Nothing may differ between your reply and the listing that follows.
Given entries section start
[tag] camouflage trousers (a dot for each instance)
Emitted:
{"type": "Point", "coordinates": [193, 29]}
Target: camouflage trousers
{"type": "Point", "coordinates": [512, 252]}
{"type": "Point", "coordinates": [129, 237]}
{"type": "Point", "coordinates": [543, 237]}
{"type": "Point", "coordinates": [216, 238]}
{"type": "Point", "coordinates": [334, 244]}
Given entries section end
### Output below
[tag] camouflage trousers (a dot for each instance)
Emitted:
{"type": "Point", "coordinates": [193, 29]}
Target: camouflage trousers
{"type": "Point", "coordinates": [512, 252]}
{"type": "Point", "coordinates": [129, 237]}
{"type": "Point", "coordinates": [543, 237]}
{"type": "Point", "coordinates": [216, 238]}
{"type": "Point", "coordinates": [334, 244]}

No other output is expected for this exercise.